# Brano da leggere
Lo Studio, realizzato grazie al sostegno del Parco Naturale Regionale della Corsica, del progetto Piano Nazionale HEATMED, dei progetti europei H2020, MERCES e Futurmares, e degli Interreg, MED MPA-Engage e MED MPA-Adapt, .ha analizzato i risultati ottenuti da un monitoraggio a lungo termine nell’area marina protetta di Scandola (Corsica, Francia), su diverse popolazioni di corallo colpite da una grande mortalità di massa causata da un’ondata di caldo nel 2003, in particolare di due specie icone del Mar Mediterraneo: la gorgonia rossa ( Paramricea clavata ) e il corallo rosso (Corallium rubrum) che forniscono habitat complessi, essenziali per una grande diversità della fauna associata e, pertanto, determinanti per comprendere la loro resilienza rispetto alle ondate di caldo sempre più frequenti e intense.
I risultati mostrano che queste popolazioni a 15 anni dall’evento climatico, sono considerate praticamente estinte dal punto di vista funzionale.
“Abbiamo osservato – ha dichiarato Gómez – una perdita media di biomassa, rispetto a quella iniziale dell’80% nelle popolazioni di gorgonie rosse e fino al 93% per quanto riguarda la popolazione studiata di corallo rosso”.
“Questi dati sono preoccupanti per la conservazione di queste specie emblematiche – ha osservato Joaquim Garrabou, dell’ICM-CSIC e co-autore dello Studio – e indicano che gli effetti della crisi climatica stanno accelerando con ovvie conseguenze per i paesaggi sottomarini, dove la perdita di coralli equivale alla perdita di alberi nelle foreste“.
I coralli sono longevi, con dinamiche demografiche molto lente (sono lenti a crescere e lenti a generare nuove generazioni), quindi la comprensione accurata della loro risposta ai cambiamenti climatici ha richiesto decenni di studi.
“Riteniamo che uno dei motivi principali per cui abbiamo osservato queste traiettorie di collasso sia la potenziale esposizione ricorrente alle ondate di caldo, incompatibile con la lenta dinamica demografica di queste specie – ha sottolineato Cristina Linares, Docente presso il Dipartimento di Biologia Evoluzionistica, Ecologia e Scienze Ambientali all’Università di Barcellona e membro della Facoltà di Biologia e membro deli’IRBio, co-autrice dello Studio – In particolare, durante il periodo di studio (2003-2018), hanno registrato importanti ondate di caldo in almeno quattro annate: 2009, 2016, 2017, 2018”.

# Dati raccolti
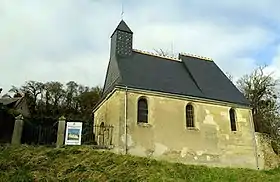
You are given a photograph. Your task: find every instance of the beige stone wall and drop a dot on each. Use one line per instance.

# Esplora il materiale
A. Rispondi a queste domande sul brano sui coralli, una per riga:
(i) In quale area marina protetta si è svolto il monitoraggio a lungo termine?
(ii) Quale perdita media di biomassa è stata osservata nelle popolazioni di gorgonie rosse?
(iii) In quali annate del periodo di studio sono state registrate importanti ondate di caldo?
B. Traduci in inglese questa frase del brano sui coralli: "I risultati mostrano che queste popolazioni a 15 anni dall’evento climatico, sono considerate praticamente estinte dal punto di vista funzionale."
C. Per favore, scrivi il seguito del brano sui coralli, a partire dall'ultima frase riportata.

# Risposte attese
A.
(i) Nell'area marina protetta di Scandola (Corsica, Francia).
(ii) L'80% rispetto alla biomassa iniziale.
(iii) Nel 2009, 2016, 2017 e 2018.

B. The results show that these populations, 15 years after the climate event, are considered practically extinct from a functional point of view.

C.
“Durante queste ondate di caldo – ha continuato Linares – le condizioni di temperatura nell’area studiata hanno raggiunto livelli estremi incompatibili con la vita di questi coralli, che probabilmente hanno causato nuovi eventi di mortalità alle popolazioni decimate e reso impossibile il recupero”.
I ricercatori prevedono che il numero e l’intensità delle ondate di caldo marine aumenteranno nei decenni successivi a causa della crisi climatica, tal che la vitalità di molte popolazioni di coralli potrebbe essere seriamente minacciata, anche se con ogni probabilità ci saranno alcune aree del Mediterraneo in cui, per effetto di diversi fattori, la ricorrenza di tali impatti climatici potrebbe essere inferiore. Ciò rende particolarmente rilevante, per quanto riguarda altri potenziali impatti, mantenere questi rifugi climatici dove le traiettorie delle popolazioni di coralli potrebbero essere più positive di quelle osservate nello Studio
“Tuttavia, è urgente l’adozione di misure più forti contro la crisi climatica – concludono i ricercatori – prima che la perdita di biodiversità diventi irreversibile“.